— Instructions for the task —
Put every line of the records below into a Markdown table with two columns, Row and Line. Number the lines in order and skip any blank ones.

--- BEGIN ---

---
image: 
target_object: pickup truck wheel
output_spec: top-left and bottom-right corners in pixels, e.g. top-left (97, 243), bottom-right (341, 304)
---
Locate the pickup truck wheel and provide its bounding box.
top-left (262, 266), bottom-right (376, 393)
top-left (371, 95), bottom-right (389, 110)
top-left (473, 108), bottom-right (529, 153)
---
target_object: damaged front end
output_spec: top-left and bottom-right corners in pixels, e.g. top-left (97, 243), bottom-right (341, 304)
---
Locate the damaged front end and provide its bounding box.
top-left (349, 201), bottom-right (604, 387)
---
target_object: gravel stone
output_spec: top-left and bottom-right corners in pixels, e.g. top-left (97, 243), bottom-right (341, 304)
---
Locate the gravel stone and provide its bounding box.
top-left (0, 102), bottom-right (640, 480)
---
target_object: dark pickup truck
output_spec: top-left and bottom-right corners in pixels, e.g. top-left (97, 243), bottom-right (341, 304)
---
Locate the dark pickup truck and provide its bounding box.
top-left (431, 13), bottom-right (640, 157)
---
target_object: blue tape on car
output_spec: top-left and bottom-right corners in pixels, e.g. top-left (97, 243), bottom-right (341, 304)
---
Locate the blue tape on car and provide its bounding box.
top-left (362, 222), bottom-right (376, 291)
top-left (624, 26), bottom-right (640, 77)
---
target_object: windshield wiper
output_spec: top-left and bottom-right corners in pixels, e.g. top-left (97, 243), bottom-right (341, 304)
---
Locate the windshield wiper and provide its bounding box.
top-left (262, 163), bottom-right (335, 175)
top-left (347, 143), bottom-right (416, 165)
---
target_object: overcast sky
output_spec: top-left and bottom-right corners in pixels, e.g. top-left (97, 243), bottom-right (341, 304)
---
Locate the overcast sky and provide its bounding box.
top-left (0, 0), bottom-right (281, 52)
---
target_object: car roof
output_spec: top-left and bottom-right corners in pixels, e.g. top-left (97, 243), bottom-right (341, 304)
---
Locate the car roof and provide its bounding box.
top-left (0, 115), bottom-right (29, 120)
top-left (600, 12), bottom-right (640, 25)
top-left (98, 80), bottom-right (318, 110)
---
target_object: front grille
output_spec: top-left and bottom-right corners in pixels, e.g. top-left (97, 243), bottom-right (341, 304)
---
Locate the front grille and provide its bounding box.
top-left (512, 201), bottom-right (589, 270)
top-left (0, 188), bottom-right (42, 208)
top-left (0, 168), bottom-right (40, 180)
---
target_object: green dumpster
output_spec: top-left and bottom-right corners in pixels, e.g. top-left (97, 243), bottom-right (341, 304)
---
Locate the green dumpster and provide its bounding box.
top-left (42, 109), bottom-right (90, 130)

--- END ---

— Result for this task —
| Row | Line |
|---|---|
| 1 | --- |
| 2 | image:  |
| 3 | target_object: pickup truck wheel |
| 4 | output_spec: top-left and bottom-right corners in pixels, e.g. top-left (97, 243), bottom-right (341, 304) |
| 5 | --- |
| 6 | Locate the pickup truck wheel and provide its bounding box. |
| 7 | top-left (262, 266), bottom-right (376, 393) |
| 8 | top-left (371, 95), bottom-right (389, 110) |
| 9 | top-left (473, 108), bottom-right (529, 153) |
| 10 | --- |
| 11 | target_object: damaged front end |
| 12 | output_spec: top-left and bottom-right corners in pixels, e.g. top-left (97, 243), bottom-right (341, 304) |
| 13 | --- |
| 14 | Locate the damaged front end and provide its bounding box. |
| 15 | top-left (349, 201), bottom-right (604, 387) |
| 16 | --- |
| 17 | target_object: gravel stone |
| 18 | output_spec: top-left and bottom-right corners in pixels, e.g. top-left (97, 243), bottom-right (341, 304) |
| 19 | --- |
| 20 | Locate the gravel stone and provide its bounding box. |
| 21 | top-left (0, 102), bottom-right (640, 480) |
| 22 | --- |
| 23 | target_object: dark pickup truck |
| 24 | output_spec: top-left and bottom-right corners in pixels, e.g. top-left (97, 243), bottom-right (341, 304) |
| 25 | --- |
| 26 | Locate the dark pickup truck and provide its bounding box. |
| 27 | top-left (431, 13), bottom-right (640, 157) |
| 28 | --- |
| 29 | target_object: blue tape on car |
| 30 | output_spec: top-left and bottom-right corners in pixels, e.g. top-left (97, 243), bottom-right (341, 304) |
| 31 | --- |
| 32 | Locate the blue tape on car and provide its bounding box. |
| 33 | top-left (362, 222), bottom-right (376, 291) |
| 34 | top-left (624, 26), bottom-right (640, 77) |
| 35 | --- |
| 36 | target_object: windshield wiper |
| 37 | output_spec: top-left and bottom-right corners in pixels, e.g. top-left (97, 243), bottom-right (341, 304) |
| 38 | --- |
| 39 | Locate the windshield wiper and provide its bounding box. |
| 40 | top-left (262, 163), bottom-right (335, 175) |
| 41 | top-left (347, 143), bottom-right (416, 165) |
| 42 | --- |
| 43 | target_object: overcast sky |
| 44 | output_spec: top-left and bottom-right corners in pixels, e.g. top-left (97, 243), bottom-right (341, 304) |
| 45 | --- |
| 46 | Locate the overcast sky and provide its bounding box. |
| 47 | top-left (0, 0), bottom-right (281, 52) |
| 48 | --- |
| 49 | target_object: car roof |
| 50 | output_spec: top-left and bottom-right corners in pixels, e.g. top-left (97, 243), bottom-right (341, 304) |
| 51 | --- |
| 52 | Locate the car roof and provide its bounding box. |
| 53 | top-left (0, 115), bottom-right (29, 120) |
| 54 | top-left (600, 12), bottom-right (640, 25) |
| 55 | top-left (98, 80), bottom-right (318, 110) |
| 56 | --- |
| 57 | target_object: front grille |
| 58 | output_spec: top-left and bottom-right corners in pixels, e.g. top-left (97, 243), bottom-right (341, 304) |
| 59 | --- |
| 60 | Locate the front grille and provide its bounding box. |
| 61 | top-left (512, 201), bottom-right (589, 270) |
| 62 | top-left (0, 188), bottom-right (42, 208) |
| 63 | top-left (0, 168), bottom-right (40, 180) |
| 64 | --- |
| 65 | target_object: green dumpster |
| 66 | output_spec: top-left and bottom-right corners in pixels, e.g. top-left (97, 243), bottom-right (341, 304) |
| 67 | --- |
| 68 | Locate the green dumpster and provide its bounding box. |
| 69 | top-left (42, 109), bottom-right (90, 130) |